* start Data provided *

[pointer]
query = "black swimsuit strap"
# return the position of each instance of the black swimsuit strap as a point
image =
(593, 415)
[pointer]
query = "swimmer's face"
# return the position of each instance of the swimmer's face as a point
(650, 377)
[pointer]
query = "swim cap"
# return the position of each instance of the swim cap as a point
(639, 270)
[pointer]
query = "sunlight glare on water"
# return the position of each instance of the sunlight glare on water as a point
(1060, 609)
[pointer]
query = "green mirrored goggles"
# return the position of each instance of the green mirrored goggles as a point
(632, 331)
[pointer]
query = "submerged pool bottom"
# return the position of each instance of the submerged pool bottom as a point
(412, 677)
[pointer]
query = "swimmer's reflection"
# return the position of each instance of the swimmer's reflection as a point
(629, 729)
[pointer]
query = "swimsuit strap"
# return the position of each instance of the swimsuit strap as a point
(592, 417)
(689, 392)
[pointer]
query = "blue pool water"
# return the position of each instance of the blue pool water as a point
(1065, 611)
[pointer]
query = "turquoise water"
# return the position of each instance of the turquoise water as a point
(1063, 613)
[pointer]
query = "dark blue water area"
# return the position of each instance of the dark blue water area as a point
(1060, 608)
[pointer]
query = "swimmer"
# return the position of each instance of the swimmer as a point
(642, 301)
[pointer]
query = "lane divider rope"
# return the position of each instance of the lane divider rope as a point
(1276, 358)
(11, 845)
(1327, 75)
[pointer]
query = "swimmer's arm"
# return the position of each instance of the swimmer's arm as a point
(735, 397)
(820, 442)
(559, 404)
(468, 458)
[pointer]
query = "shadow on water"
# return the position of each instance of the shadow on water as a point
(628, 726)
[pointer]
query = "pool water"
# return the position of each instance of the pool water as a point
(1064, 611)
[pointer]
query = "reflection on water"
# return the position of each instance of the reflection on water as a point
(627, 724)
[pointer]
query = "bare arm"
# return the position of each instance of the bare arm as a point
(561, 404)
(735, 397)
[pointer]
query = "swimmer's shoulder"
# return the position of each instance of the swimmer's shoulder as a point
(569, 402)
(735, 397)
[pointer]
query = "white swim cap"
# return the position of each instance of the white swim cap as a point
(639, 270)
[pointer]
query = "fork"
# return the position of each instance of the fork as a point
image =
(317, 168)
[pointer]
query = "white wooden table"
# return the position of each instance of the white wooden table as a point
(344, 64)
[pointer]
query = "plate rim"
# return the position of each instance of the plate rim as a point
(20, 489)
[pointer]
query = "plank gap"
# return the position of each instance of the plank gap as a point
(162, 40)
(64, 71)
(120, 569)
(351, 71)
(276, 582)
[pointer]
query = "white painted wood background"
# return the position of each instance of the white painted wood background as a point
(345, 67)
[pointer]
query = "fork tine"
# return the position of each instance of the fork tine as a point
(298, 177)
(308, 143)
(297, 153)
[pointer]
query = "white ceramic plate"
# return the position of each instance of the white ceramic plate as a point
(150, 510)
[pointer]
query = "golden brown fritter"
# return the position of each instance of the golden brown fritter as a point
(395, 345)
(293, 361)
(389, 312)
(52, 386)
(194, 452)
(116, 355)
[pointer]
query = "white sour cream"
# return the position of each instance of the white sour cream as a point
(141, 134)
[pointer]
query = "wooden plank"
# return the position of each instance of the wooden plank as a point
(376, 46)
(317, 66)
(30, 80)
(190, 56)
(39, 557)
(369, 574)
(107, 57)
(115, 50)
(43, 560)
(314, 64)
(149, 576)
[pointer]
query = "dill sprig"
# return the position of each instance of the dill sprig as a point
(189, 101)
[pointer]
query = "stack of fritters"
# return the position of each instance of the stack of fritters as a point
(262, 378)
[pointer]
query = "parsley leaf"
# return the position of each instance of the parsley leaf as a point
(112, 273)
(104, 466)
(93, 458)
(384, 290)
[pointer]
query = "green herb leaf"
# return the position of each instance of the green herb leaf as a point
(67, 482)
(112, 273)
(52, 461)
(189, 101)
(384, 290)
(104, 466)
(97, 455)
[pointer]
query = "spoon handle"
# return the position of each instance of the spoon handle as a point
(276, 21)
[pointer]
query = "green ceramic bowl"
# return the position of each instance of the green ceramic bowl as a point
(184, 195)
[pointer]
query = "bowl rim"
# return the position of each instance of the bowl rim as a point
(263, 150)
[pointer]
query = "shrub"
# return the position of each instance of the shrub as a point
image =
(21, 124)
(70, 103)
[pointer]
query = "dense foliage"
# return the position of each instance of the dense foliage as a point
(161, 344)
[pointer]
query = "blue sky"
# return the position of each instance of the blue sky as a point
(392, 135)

* end Data provided *

*Written instruction*. Extract each line of the listing above, copying it word for word.

*Solution*.
[pointer]
query = "black swimsuit strap"
# return the position of each instance of the black swimsuit strap as a point
image =
(593, 415)
[pointer]
query = "swimmer's face"
# return the position of each instance of the swimmer's face as a point
(650, 377)
[pointer]
query = "swim cap"
# return the position of each instance of the swim cap as a point
(639, 270)
[pointer]
query = "sunlight glare on water"
# return the position of each instance of the sunlight glare on water as a point
(1060, 609)
[pointer]
query = "green mirrored goggles"
# return the position of each instance of the green mirrored goggles as a point
(632, 331)
[pointer]
query = "submerged pool bottom"
# return the position of each instance of the submerged pool bottom as a point
(412, 677)
[pointer]
query = "swimmer's reflection"
# return the position of each instance of the swimmer's reflection as a point
(629, 729)
[pointer]
query = "swimsuit strap"
# return the position of each instance of the swimsuit strap as a point
(592, 417)
(689, 392)
[pointer]
query = "blue pool water"
# return the position of each instance of the blue pool water as a point
(1065, 611)
[pointer]
query = "turquoise water"
# return the position of each instance of the turquoise water as a point
(1063, 613)
[pointer]
query = "dark blue water area"
# return the position of each instance of the dark blue water area as a point
(1060, 608)
[pointer]
query = "swimmer"
# return the position of each instance of the swimmer as a point
(642, 301)
[pointer]
query = "lane divider rope"
# return the position of each instance of the lane divider rope as a point
(1276, 358)
(11, 845)
(1327, 75)
[pointer]
query = "swimmer's arm"
# return the position of each instance of the swimmer's arm as a point
(735, 397)
(820, 442)
(559, 404)
(468, 458)
[pointer]
query = "shadow on water"
# return the position of each instance of the shadow on water as a point
(628, 726)
[pointer]
query = "pool water"
# return the position of each instance of the pool water as a point
(1064, 611)
[pointer]
query = "reflection on water"
# return the position of each instance of the reflection on water as a point
(627, 724)
[pointer]
query = "bare arm"
# return the position of each instance of the bare arm as a point
(561, 404)
(735, 397)
[pointer]
query = "swimmer's shoulder"
# return the position of each instance of the swimmer's shoulder as a point
(569, 402)
(735, 397)
[pointer]
query = "white swim cap"
# return the position of each instance of the white swim cap as a point
(639, 270)
[pointer]
query = "fork"
# return the position of each instance of the fork as a point
image =
(317, 168)
[pointer]
query = "white wooden table"
# return the position of each instance of the white wooden table as a point
(344, 64)
[pointer]
query = "plate rim"
# return the position of each instance of the plate rim as a point
(20, 489)
[pointer]
query = "plank gap"
# return the position of each instance of the plank gap as a point
(162, 40)
(64, 71)
(120, 569)
(351, 71)
(276, 582)
[pointer]
query = "white painted wood background"
# return the position of each instance of the white painted wood background as a point
(345, 67)
[pointer]
query = "fork tine"
# return the position of each instance of the fork tine as a point
(298, 177)
(308, 143)
(297, 153)
[pointer]
query = "white ceramic plate"
# return the position of each instance of the white ceramic plate as a point
(150, 510)
[pointer]
query = "golden brown fritter"
# return the position of each instance of the golden brown fritter as a point
(395, 345)
(293, 361)
(389, 312)
(52, 386)
(194, 452)
(116, 355)
[pointer]
query = "white sour cream"
# return the position of each instance of the white sour cream as a point
(141, 134)
[pointer]
query = "wooden plank"
# return the position of each instance of the wooden plank as a point
(376, 46)
(317, 66)
(30, 80)
(190, 56)
(39, 557)
(369, 574)
(107, 57)
(115, 50)
(43, 560)
(314, 64)
(149, 576)
[pointer]
query = "dill sprig"
# return the position of each instance of the dill sprig as a point
(189, 101)
[pointer]
query = "stack of fritters"
# return the position of each instance of the stack of fritters as a point
(262, 378)
[pointer]
query = "parsley leaf"
# return the position of each instance of the parsley leaf as a point
(112, 273)
(104, 466)
(93, 458)
(384, 290)
[pointer]
query = "green herb leaf"
# return the position of each instance of the green herb leaf as a point
(67, 482)
(112, 273)
(52, 461)
(189, 101)
(384, 290)
(104, 466)
(97, 455)
[pointer]
query = "spoon handle"
# return the position of each instance of the spoon handle as a point
(276, 21)
[pointer]
query = "green ceramic bowl"
# return the position of each instance of the green ceramic bowl as a point
(184, 195)
[pointer]
query = "bowl rim"
# return the position of each instance of the bowl rim as a point
(263, 150)
[pointer]
query = "shrub"
# return the position of each instance of the shrub as a point
image =
(21, 124)
(70, 103)
[pointer]
query = "dense foliage"
# return the position of each instance of the dense foliage as a point
(161, 344)
[pointer]
query = "blue sky"
# return the position of each instance of the blue sky as a point
(392, 135)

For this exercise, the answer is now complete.